> [GIVEN TASK 1]
Reproduce the full forum thread on keeping pastures free of flies and parasites word for word.

> [SELECTED EXCERPT]
-.-.-

# keeping pastures free of flies and parasites



## ACinATX (Sep 12, 2018)

I'm still thinking ahead to our new place. As of now, there hasn't been livestock on those pastures for at least 10 years, so they should be free of flies and horse parasites. I'd really like to keep them that way. Any thoughts on how I can do that? We also don't have any bordering neighbors who keep livestock, although there are horses at multiple properties a couple of houses down. 

I'm already planning on cross-fencing into three two-acre pastures and one one-acre pasture (plus the .3 acre paddock that is already there) and rotating grazing. My plan was, in spring and summer, to have them on each small pasture for three-four weeks, then rotate to the next one, then mow the previous one to cut everything down to the same height and hopefully break up clumps of manure. I might also go in there at the midway point and try to scoop some of it. In the winter and early spring, they will be on a dry lot, with constant scooping. As for autumn, I think I'm going to play it by ear.

How far should the manure pile be from the barn to minimize flies in the barn?

I've been thinking about this a lot lately because the new place where we board has so many flies, it's just unreal. We didn't have to worry about them at all at the old place, but the pastures here are overstocked and are never cleaned. The flies are just disgusting, and they just bother the horses to no end.

-.-.-

Dataset entries on object pointing
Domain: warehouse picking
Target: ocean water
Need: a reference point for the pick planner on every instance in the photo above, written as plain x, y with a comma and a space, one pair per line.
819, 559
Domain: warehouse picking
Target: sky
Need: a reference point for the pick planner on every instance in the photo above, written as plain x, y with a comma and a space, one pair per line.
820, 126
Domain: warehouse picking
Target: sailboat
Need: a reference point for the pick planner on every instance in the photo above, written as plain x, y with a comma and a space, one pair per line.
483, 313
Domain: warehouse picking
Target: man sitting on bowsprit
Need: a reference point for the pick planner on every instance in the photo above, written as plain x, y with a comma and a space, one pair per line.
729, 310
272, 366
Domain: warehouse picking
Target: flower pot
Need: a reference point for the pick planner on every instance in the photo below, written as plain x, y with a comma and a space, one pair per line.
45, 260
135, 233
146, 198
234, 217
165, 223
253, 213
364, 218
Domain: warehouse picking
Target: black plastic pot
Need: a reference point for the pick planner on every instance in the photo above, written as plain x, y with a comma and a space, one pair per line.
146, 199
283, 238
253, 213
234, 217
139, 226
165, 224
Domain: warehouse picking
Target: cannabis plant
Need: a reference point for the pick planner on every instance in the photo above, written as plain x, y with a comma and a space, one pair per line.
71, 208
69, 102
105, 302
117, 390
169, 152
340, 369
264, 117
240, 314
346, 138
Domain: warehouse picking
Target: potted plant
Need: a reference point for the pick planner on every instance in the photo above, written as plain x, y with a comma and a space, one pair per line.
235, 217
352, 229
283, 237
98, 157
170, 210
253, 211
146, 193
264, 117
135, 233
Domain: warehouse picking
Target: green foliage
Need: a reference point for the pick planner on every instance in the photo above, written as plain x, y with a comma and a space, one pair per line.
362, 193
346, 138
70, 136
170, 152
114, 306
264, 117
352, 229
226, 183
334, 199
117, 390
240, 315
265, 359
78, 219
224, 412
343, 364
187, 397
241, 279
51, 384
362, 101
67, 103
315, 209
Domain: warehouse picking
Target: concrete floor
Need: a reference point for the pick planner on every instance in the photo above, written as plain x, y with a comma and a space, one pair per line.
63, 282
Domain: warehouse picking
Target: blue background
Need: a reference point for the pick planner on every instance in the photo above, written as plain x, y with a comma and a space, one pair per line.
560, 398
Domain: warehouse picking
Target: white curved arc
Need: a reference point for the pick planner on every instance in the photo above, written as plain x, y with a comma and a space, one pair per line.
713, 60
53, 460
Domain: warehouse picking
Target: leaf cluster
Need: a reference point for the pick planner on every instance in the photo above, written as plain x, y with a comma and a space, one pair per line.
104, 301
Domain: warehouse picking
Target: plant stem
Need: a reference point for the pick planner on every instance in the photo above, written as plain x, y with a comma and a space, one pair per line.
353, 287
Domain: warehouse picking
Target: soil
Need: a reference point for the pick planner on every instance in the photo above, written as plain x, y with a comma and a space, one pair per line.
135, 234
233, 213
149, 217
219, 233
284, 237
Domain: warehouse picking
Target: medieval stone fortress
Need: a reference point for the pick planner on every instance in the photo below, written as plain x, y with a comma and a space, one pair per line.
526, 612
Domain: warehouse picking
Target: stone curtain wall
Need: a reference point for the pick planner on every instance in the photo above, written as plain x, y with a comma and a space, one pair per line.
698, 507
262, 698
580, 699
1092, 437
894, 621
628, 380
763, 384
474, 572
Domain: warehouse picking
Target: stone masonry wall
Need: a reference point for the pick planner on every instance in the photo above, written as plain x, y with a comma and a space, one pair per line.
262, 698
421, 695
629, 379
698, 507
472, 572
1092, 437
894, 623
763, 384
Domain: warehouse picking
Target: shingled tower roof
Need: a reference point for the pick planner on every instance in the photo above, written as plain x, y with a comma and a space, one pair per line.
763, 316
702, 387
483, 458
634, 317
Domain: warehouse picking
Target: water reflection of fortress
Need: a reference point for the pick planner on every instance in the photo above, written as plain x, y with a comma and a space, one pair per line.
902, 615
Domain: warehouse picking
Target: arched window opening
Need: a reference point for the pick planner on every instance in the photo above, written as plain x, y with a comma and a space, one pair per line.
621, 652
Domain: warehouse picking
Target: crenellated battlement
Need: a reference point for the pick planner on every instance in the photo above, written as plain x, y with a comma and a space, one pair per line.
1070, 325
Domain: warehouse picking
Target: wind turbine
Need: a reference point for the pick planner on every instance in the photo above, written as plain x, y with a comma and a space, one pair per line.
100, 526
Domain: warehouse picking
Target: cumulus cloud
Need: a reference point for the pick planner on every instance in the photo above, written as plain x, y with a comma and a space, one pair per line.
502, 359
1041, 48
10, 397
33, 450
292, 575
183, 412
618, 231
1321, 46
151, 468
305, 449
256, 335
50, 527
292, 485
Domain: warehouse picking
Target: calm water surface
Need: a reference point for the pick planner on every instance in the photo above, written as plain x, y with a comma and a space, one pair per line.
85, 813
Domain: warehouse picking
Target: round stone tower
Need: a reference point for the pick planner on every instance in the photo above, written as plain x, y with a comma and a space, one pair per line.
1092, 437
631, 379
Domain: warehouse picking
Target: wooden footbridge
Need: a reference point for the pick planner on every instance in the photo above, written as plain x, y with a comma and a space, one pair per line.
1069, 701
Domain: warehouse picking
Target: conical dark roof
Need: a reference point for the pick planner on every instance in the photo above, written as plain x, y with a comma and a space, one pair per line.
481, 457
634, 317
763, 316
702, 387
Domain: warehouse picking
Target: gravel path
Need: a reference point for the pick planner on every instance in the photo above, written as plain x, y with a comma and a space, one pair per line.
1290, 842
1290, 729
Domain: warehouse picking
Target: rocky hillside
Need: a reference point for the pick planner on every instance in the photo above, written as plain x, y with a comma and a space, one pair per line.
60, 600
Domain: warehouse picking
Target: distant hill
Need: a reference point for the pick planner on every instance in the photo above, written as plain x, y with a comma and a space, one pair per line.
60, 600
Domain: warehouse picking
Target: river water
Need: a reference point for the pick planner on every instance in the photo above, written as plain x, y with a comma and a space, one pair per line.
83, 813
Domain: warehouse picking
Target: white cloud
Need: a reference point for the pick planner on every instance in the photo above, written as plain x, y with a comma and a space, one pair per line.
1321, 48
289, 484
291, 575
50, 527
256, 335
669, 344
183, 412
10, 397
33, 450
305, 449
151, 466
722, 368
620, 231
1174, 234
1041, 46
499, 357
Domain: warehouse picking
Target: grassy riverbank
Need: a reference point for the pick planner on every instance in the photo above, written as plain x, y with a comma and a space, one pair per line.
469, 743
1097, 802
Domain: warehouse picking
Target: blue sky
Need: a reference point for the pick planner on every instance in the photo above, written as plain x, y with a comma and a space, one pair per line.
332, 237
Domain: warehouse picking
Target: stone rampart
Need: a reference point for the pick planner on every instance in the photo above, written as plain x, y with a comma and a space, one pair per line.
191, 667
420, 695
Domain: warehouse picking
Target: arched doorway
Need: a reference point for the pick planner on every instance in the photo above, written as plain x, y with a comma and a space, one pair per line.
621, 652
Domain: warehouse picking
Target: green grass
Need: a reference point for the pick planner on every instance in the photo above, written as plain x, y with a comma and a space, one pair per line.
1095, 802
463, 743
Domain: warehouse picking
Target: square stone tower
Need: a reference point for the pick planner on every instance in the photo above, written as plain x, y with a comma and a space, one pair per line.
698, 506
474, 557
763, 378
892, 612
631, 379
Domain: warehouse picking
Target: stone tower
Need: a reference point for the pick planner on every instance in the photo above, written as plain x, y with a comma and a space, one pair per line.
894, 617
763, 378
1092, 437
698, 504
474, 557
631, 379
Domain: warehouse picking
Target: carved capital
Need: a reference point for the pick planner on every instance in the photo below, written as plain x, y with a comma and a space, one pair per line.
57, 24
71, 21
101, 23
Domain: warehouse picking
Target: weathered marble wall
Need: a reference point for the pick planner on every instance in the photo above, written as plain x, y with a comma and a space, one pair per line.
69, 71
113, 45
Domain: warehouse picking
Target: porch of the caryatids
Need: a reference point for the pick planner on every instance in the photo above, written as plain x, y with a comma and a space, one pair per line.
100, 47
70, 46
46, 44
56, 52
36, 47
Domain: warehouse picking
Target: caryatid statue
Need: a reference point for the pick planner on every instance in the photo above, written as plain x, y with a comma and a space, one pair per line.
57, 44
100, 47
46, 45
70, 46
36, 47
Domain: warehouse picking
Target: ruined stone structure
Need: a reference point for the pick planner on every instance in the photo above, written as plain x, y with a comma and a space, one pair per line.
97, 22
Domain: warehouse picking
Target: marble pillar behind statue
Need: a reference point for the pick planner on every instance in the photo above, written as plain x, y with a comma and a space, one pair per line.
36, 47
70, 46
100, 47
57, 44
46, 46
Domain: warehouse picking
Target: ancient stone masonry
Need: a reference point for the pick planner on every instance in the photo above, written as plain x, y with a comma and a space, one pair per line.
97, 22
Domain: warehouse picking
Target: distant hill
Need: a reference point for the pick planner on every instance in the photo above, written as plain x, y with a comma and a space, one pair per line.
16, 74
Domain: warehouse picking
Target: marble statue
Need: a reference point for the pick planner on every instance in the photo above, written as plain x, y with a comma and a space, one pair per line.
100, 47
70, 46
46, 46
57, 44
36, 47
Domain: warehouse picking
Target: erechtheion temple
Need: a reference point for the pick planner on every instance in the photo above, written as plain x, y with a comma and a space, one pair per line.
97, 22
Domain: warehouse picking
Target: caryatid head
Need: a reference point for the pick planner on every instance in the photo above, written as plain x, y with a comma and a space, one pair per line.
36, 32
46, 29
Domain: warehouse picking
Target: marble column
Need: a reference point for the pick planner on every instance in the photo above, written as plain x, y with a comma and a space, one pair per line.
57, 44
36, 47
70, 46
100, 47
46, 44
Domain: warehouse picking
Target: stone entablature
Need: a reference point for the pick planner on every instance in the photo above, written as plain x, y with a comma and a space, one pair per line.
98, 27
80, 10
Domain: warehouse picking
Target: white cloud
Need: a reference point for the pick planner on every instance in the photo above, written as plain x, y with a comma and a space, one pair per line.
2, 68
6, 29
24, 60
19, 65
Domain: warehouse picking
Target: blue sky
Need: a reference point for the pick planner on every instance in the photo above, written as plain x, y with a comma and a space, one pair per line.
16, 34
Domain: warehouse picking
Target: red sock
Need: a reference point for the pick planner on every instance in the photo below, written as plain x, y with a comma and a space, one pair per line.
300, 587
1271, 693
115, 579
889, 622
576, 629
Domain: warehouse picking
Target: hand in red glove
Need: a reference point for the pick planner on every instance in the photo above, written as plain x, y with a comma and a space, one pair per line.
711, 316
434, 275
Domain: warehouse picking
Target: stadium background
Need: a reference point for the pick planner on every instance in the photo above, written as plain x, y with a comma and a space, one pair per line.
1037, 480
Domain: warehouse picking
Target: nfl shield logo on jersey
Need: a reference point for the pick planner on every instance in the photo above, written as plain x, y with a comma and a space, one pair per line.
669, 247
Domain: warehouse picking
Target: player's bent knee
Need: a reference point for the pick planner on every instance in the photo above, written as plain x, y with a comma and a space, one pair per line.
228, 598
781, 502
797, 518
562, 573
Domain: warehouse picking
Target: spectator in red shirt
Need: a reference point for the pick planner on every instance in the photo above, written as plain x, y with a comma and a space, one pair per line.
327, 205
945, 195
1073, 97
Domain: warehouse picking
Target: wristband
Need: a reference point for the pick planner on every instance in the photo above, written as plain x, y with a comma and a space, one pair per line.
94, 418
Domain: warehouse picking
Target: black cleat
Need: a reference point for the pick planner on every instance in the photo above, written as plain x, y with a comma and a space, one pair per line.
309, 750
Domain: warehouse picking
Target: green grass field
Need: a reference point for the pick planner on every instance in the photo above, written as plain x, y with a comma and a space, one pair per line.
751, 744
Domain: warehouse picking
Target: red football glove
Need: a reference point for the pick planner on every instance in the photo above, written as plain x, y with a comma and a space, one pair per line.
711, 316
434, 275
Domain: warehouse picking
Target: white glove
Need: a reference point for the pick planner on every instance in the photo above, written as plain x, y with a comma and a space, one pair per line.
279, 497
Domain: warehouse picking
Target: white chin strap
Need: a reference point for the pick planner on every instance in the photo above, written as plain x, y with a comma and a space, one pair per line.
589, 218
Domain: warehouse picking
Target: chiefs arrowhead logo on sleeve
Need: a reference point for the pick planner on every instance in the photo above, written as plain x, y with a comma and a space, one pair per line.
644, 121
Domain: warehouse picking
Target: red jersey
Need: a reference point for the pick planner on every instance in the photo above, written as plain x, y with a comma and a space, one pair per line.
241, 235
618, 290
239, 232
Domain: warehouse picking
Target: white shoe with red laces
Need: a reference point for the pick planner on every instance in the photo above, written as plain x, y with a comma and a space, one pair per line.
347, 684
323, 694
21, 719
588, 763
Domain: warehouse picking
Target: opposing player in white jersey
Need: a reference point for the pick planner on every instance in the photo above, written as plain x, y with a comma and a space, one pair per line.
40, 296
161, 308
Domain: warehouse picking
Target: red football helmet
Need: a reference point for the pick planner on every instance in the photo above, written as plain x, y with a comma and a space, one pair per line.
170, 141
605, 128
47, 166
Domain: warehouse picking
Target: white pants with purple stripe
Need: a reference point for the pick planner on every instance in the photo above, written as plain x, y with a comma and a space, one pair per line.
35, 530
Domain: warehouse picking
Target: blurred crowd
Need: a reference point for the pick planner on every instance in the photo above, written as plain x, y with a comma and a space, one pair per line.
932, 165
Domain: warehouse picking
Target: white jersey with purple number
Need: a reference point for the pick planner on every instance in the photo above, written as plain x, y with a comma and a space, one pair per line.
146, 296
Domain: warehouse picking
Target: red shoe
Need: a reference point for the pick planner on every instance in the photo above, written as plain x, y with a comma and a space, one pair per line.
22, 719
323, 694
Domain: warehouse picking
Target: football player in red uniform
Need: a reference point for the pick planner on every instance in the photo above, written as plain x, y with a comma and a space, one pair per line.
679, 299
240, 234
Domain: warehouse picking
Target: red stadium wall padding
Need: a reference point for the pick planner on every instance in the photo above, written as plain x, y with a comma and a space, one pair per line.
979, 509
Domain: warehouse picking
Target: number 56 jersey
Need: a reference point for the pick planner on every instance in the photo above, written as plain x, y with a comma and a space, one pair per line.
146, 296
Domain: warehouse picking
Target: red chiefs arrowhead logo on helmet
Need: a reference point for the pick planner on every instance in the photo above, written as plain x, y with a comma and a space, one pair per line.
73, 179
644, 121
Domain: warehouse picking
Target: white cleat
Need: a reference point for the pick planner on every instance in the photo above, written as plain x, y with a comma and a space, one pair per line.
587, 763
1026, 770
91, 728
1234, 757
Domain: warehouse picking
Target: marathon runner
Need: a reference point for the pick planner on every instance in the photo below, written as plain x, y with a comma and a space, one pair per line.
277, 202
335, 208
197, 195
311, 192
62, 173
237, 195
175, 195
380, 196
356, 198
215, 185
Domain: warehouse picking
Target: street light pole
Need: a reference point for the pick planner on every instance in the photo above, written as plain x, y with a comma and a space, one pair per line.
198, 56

-.-.-

> [GIVEN TASK 2]
Pick out every line of the entries that contains the string "glove", treating uppercase and lowercase as different.

> [SOLUTION 1]
# keeping pastures free of flies and parasites



## ACinATX (Sep 12, 2018)

I'm still thinking ahead to our new place. As of now, there hasn't been livestock on those pastures for at least 10 years, so they should be free of flies and horse parasites. I'd really like to keep them that way. Any thoughts on how I can do that? We also don't have any bordering neighbors who keep livestock, although there are horses at multiple properties a couple of houses down. 

I'm already planning on cross-fencing into three two-acre pastures and one one-acre pasture (plus the .3 acre paddock that is already there) and rotating grazing. My plan was, in spring and summer, to have them on each small pasture for three-four weeks, then rotate to the next one, then mow the previous one to cut everything down to the same height and hopefully break up clumps of manure. I might also go in there at the midway point and try to scoop some of it. In the winter and early spring, they will be on a dry lot, with constant scooping. As for autumn, I think I'm going to play it by ear.

How far should the manure pile be from the barn to minimize flies in the barn?

I've been thinking about this a lot lately because the new place where we board has so many flies, it's just unreal. We didn't have to worry about them at all at the old place, but the pastures here are overstocked and are never cleaned. The flies are just disgusting, and they just bother the horses to no end.

> [SOLUTION 2]
Target: hand in red glove
Target: red football glove
Target: white glove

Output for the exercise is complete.